• _TASK STATEMENT_
Your answer must be the lines from the top of the listing below through the line that holds "Please answer as", retyped exactly, with no pictures.

....................

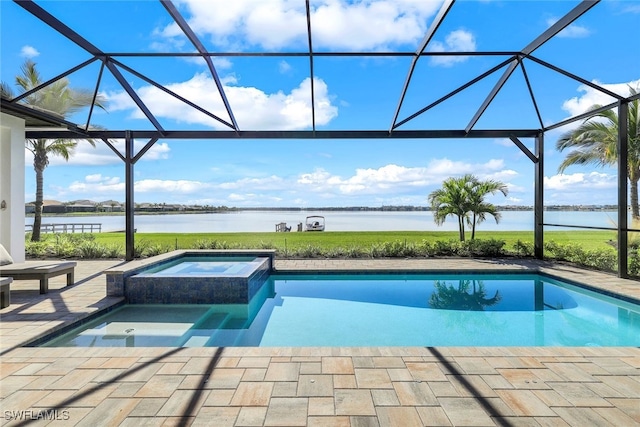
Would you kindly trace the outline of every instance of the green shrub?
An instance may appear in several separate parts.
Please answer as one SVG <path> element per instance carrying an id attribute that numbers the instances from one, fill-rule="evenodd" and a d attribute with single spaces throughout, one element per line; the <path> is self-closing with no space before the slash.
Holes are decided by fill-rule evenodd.
<path id="1" fill-rule="evenodd" d="M 640 277 L 640 256 L 637 249 L 629 251 L 627 270 L 630 276 Z"/>
<path id="2" fill-rule="evenodd" d="M 144 239 L 136 241 L 133 245 L 133 257 L 142 258 L 149 246 L 151 246 L 151 244 Z"/>
<path id="3" fill-rule="evenodd" d="M 71 237 L 72 234 L 55 234 L 55 242 L 50 245 L 51 255 L 56 258 L 70 258 L 76 255 L 76 247 L 82 239 Z"/>
<path id="4" fill-rule="evenodd" d="M 218 242 L 211 239 L 198 239 L 191 245 L 192 249 L 217 249 Z"/>
<path id="5" fill-rule="evenodd" d="M 337 248 L 328 249 L 325 252 L 325 256 L 327 258 L 346 258 L 347 254 L 346 254 L 346 251 L 344 250 L 344 248 L 337 247 Z"/>
<path id="6" fill-rule="evenodd" d="M 585 250 L 579 245 L 559 245 L 553 241 L 545 243 L 544 248 L 545 257 L 558 261 L 569 261 L 602 271 L 616 271 L 618 268 L 618 255 L 614 248 Z M 630 265 L 631 259 L 630 256 Z"/>
<path id="7" fill-rule="evenodd" d="M 460 242 L 457 240 L 436 240 L 433 242 L 434 256 L 451 256 L 458 253 Z"/>
<path id="8" fill-rule="evenodd" d="M 380 246 L 381 256 L 389 258 L 400 258 L 404 256 L 404 245 L 401 241 L 384 242 Z"/>
<path id="9" fill-rule="evenodd" d="M 49 244 L 46 241 L 25 242 L 24 252 L 31 258 L 44 258 L 48 255 Z"/>
<path id="10" fill-rule="evenodd" d="M 522 240 L 518 239 L 518 241 L 513 244 L 513 252 L 516 256 L 532 257 L 534 254 L 533 243 L 523 242 Z"/>
<path id="11" fill-rule="evenodd" d="M 107 248 L 95 241 L 87 241 L 77 246 L 76 254 L 85 259 L 107 258 Z"/>
<path id="12" fill-rule="evenodd" d="M 323 256 L 320 246 L 305 245 L 291 250 L 291 256 L 295 258 L 319 258 Z"/>
<path id="13" fill-rule="evenodd" d="M 618 254 L 606 249 L 588 251 L 585 265 L 602 271 L 616 271 L 618 269 Z"/>
<path id="14" fill-rule="evenodd" d="M 349 246 L 343 252 L 346 258 L 362 258 L 366 256 L 366 252 L 360 246 Z"/>
<path id="15" fill-rule="evenodd" d="M 406 258 L 422 256 L 424 252 L 419 245 L 406 240 L 394 240 L 371 245 L 369 255 L 372 258 Z"/>
<path id="16" fill-rule="evenodd" d="M 381 243 L 374 243 L 369 248 L 369 256 L 371 258 L 382 258 L 384 257 L 384 249 Z"/>
<path id="17" fill-rule="evenodd" d="M 275 249 L 276 245 L 272 242 L 265 242 L 260 240 L 260 243 L 256 246 L 257 249 Z"/>
<path id="18" fill-rule="evenodd" d="M 422 256 L 429 257 L 435 255 L 435 249 L 433 248 L 431 242 L 427 239 L 422 239 L 422 242 L 417 246 L 417 248 L 418 252 Z"/>
<path id="19" fill-rule="evenodd" d="M 458 245 L 457 254 L 459 256 L 482 256 L 495 257 L 504 255 L 505 242 L 503 240 L 465 240 Z"/>
<path id="20" fill-rule="evenodd" d="M 161 245 L 160 243 L 154 243 L 149 245 L 143 253 L 145 257 L 156 256 L 160 254 L 166 254 L 167 252 L 171 252 L 173 248 L 167 245 Z"/>
<path id="21" fill-rule="evenodd" d="M 105 258 L 124 258 L 125 250 L 122 245 L 107 245 L 104 247 Z"/>
<path id="22" fill-rule="evenodd" d="M 553 240 L 544 243 L 545 257 L 552 259 L 566 259 L 567 248 L 554 242 Z"/>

....................

• _OUTPUT FOR THIS TASK_
Would you kindly trace the outline of every instance of the green shrub?
An instance may appear in several separate parts.
Please answer as one SVG <path> element per instance carrying an id attribute that numbers the instances from one, fill-rule="evenodd" and a d attribute with single spaces throughout, one element per line; the <path> is self-closing with no space before the slash.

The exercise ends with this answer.